§ **Work to be completed**
Omitting the pictures, print every line below exactly as it stands.
:: Materials provided ::
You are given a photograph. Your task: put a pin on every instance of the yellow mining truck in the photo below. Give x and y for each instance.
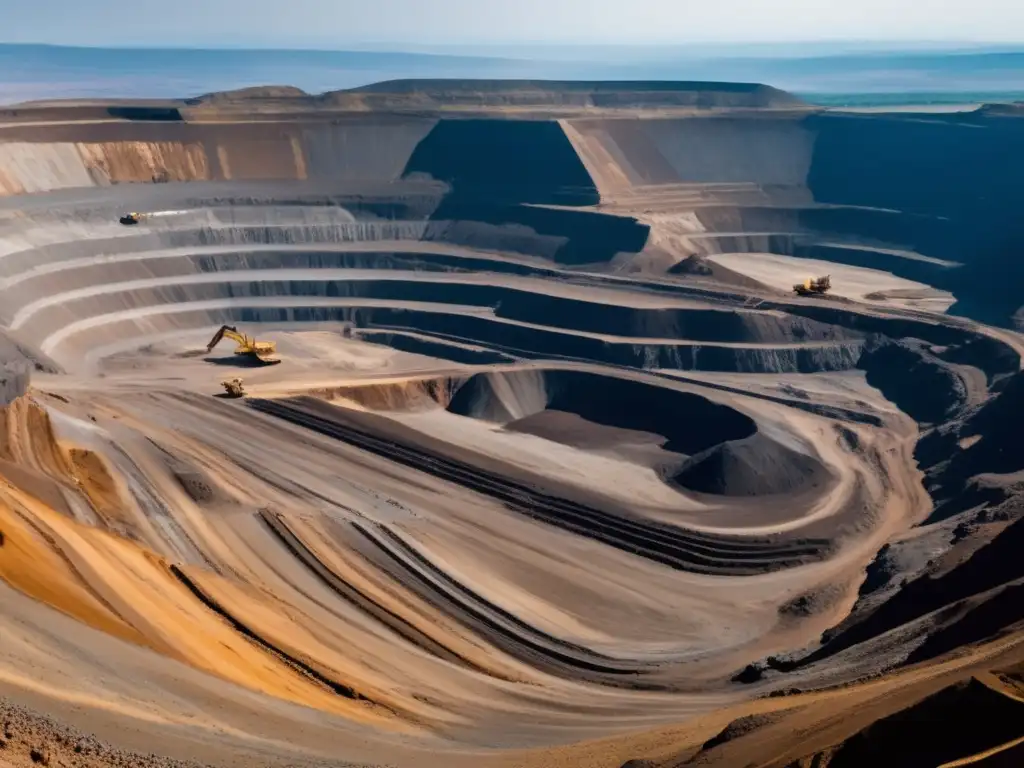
(813, 286)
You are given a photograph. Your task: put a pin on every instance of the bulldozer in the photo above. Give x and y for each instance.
(814, 286)
(233, 388)
(261, 351)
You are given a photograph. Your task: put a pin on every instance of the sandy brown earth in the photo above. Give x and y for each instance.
(556, 470)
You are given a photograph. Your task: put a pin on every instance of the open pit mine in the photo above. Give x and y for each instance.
(567, 460)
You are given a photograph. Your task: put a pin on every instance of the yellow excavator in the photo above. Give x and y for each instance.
(814, 286)
(263, 351)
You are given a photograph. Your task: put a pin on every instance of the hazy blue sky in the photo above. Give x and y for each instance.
(335, 24)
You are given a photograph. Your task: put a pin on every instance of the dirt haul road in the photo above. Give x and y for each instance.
(556, 470)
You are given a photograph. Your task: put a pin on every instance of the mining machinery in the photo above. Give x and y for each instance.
(261, 351)
(814, 286)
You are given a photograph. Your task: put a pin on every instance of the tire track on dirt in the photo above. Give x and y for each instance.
(499, 627)
(289, 659)
(350, 594)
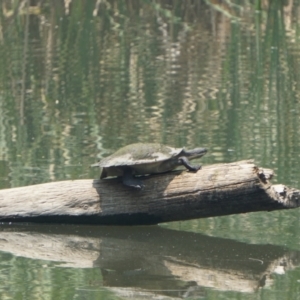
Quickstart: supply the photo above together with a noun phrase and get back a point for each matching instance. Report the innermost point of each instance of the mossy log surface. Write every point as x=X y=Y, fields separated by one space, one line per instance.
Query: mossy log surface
x=215 y=190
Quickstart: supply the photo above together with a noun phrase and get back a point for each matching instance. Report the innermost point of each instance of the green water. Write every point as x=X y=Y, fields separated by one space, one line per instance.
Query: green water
x=79 y=80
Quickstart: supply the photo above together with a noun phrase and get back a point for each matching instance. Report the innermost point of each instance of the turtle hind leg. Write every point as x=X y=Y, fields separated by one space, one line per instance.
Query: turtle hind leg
x=129 y=180
x=184 y=160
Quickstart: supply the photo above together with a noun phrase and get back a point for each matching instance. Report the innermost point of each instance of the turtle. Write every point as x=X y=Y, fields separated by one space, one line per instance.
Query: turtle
x=146 y=158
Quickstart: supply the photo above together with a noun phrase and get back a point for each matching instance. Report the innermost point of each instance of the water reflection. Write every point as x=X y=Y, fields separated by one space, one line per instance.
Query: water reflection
x=150 y=260
x=79 y=79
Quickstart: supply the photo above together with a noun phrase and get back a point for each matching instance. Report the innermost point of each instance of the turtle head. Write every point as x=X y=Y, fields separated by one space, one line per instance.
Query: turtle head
x=194 y=153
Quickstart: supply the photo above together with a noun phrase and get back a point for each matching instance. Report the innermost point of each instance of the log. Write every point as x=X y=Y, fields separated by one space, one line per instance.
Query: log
x=215 y=190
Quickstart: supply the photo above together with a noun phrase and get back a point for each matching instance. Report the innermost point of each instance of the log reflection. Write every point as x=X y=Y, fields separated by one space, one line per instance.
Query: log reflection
x=152 y=259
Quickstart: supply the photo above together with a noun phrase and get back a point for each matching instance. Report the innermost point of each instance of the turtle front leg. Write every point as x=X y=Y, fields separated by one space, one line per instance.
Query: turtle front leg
x=130 y=180
x=184 y=160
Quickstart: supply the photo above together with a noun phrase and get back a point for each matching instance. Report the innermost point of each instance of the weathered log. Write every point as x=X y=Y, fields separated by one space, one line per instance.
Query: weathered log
x=216 y=190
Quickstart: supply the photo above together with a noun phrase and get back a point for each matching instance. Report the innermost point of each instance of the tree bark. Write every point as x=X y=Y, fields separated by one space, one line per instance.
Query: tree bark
x=215 y=190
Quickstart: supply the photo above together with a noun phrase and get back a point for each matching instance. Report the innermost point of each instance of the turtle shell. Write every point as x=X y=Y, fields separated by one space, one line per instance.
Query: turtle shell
x=139 y=153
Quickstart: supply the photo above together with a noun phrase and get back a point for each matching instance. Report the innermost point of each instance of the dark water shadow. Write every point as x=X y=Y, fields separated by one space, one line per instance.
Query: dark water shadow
x=150 y=258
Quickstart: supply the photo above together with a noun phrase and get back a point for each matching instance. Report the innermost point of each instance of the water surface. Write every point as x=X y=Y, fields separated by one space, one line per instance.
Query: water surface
x=80 y=79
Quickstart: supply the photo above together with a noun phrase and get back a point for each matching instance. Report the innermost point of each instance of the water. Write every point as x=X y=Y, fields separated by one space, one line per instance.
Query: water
x=79 y=80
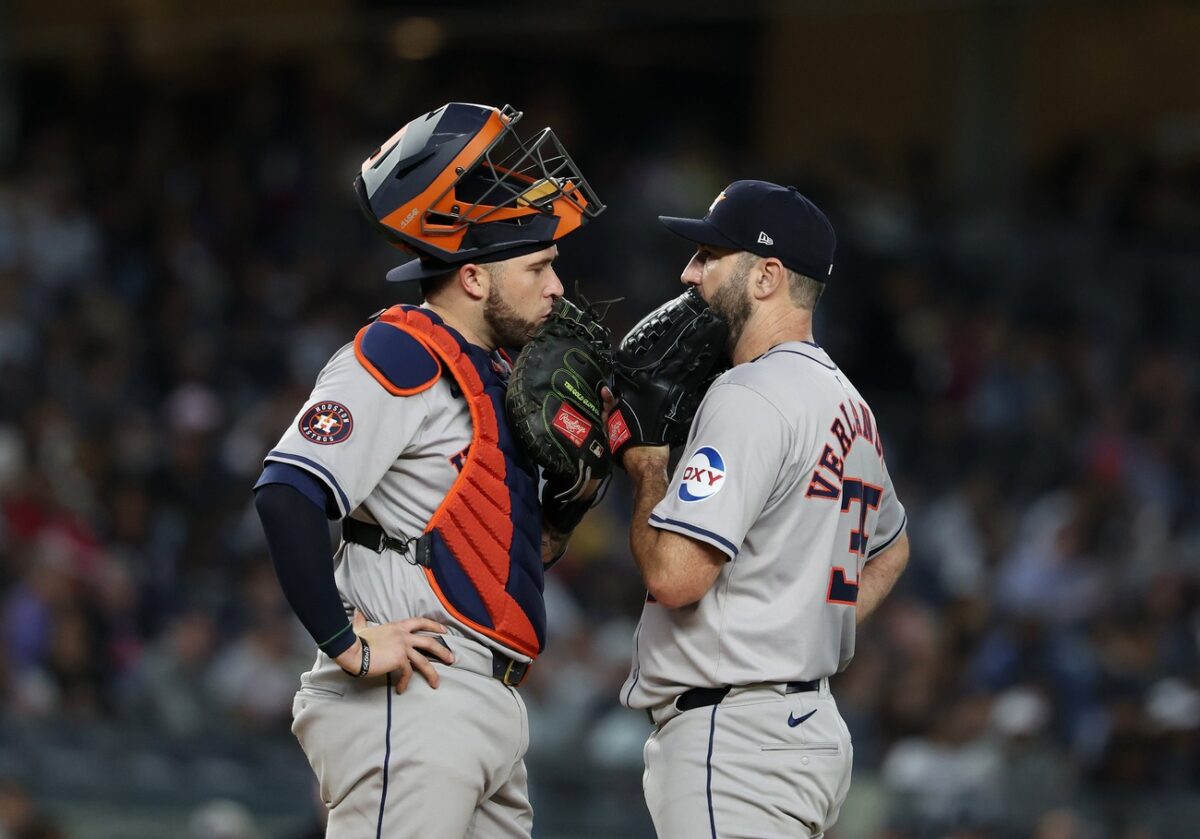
:::
§ **Exercise result**
You are given a photograph. Your task: put a pin on every instance of the yellow mining truck in the photo below. Give x and y for each instance.
(813, 286)
You are given a photograph. Your task: put a pin on every instance of the bulldozer in the photo above. Give x and y for each instance.
(814, 286)
(233, 388)
(261, 351)
You are given a photograph. Your task: put a pin on every instance of the sandy brown earth in the photo above. Give x and y for each instance.
(556, 470)
You are given a photograph. Your task: put a pin on every instance of the open pit mine in the photo above. Give x and y for each instance.
(567, 460)
You are given a photograph. Your task: put a pin on every instance of the yellow excavator in the photo above. Give x and y for each instance.
(814, 286)
(263, 351)
You are given a photograph. Your task: put a pin on every instance of the hazy blue sky in the photo above. Give x and y for each instance.
(335, 24)
You are given a photograph. Your task: put a pin on every instance of the dirt haul road in the photo above. Give x and y for each instance.
(556, 470)
You are given a photograph. Your task: put a pin on every instance of the mining machinery in the photo above. Give x and y for each instance.
(261, 351)
(814, 286)
You are given a photograph. Your task: put a pin on every instance of the tire track on dirt in the photo above. Give x and y for each instance.
(499, 627)
(289, 659)
(350, 594)
Quickstart: supply the photo above together with a noun phrase and get back a point for each matching instance. Report the innermost point of each instance of the mossy log surface. Write every point as x=X y=Y, fields separated by one space, one line per instance.
Query: mossy log surface
x=215 y=190
Quickstart: supply the photo above together with a noun phrase and get back a point for each matching instance. Report the innermost point of each instance of the green water. Write every point as x=X y=Y, fields separated by one space, one line per instance.
Query: green water
x=79 y=80
Quickstart: supply the photo above together with a noun phrase and get back a point for each matching instance. Report the innermost point of each instance of the turtle hind leg. Write every point as x=X y=Y, fields separated by one space, one line per instance.
Query: turtle hind leg
x=129 y=180
x=184 y=160
Quickstart: supply the photo above together with a noun phrase and get back a point for each matching instance. Report the innermost point of each instance of the turtle. Write every point as x=X y=Y, fields separated by one space, one line per instance.
Query: turtle
x=146 y=158
Quickstart: supply the photo above together with a noun phrase and get back a point for each matching instance. Report the innermost point of each instance of the water reflection. Write every point as x=X y=Y, fields separated by one space, one line per instance.
Query: water reflection
x=150 y=260
x=79 y=79
Quickstart: supply the photo above together with a noun phrase and get back a point for each matching instance. Report the innermost point of each instance of the turtle head. Write every point as x=X y=Y, fields separated by one space, one line per instance.
Query: turtle head
x=194 y=153
Quickstart: supply the photo above together with a noun phrase and get back a point for each matching instance. Report the innermost point of each instance of the log. Write every point as x=X y=Y, fields separated by one space, one line per instance.
Query: log
x=215 y=190
Quickstart: supply the photo above together with a noun phrase and get back a point for each matching instance. Report the innermost point of each instance of the log reflection. Write every point as x=X y=Y, fields separated by one space, one line per instance.
Query: log reflection
x=152 y=259
Quickstart: supply the photo above together with a noun phrase and get back a point for each matching instance. Report the innermost point of each instance of the turtle front leg. Write every point as x=X y=Y, fields separated by one space, one line per instance.
Query: turtle front leg
x=130 y=180
x=184 y=160
Quickstart: supply the photo above together with a noun phrase and get back a point for each matching instance. Report the innermost point of each instance of the weathered log. Write every point as x=X y=Y, fields separated by one space, one line per instance.
Query: weathered log
x=216 y=190
Quickstart: supply the photo above together with a noun phrase and get back a point for each matching instance. Report the innermost point of each instance of the tree bark. Write every point as x=X y=Y, fields separated by one space, one line per instance.
Query: tree bark
x=215 y=190
Quickstart: supply the photo above together with a noun phrase and get back a point for each matching instance. Report the innermost point of each instance of the turtle shell. Write every point as x=X y=Y, fields separated by one space, one line per instance.
Query: turtle shell
x=139 y=153
Quickstart: supply the photo above together with a noun phrase and get back a point for each matching instance. Report the innermost point of each instance of the dark water shadow. Write every point as x=X y=Y, fields separated by one space, one line per instance.
Query: dark water shadow
x=150 y=258
Quickstart: supply the photo above together with a noun phrase and get back a point for each matching instance. Report the innermost point of each instance of the water surface. Write every point as x=X y=Y, fields separated by one space, one line per instance.
Query: water surface
x=80 y=79
Quickstart: supply the photo above together with a noun phrase and get back a point for each matching instance. Report the innermost point of each instance of the water. Write every point as x=X y=Y, fields separated by one space, one line per instance.
Query: water
x=79 y=80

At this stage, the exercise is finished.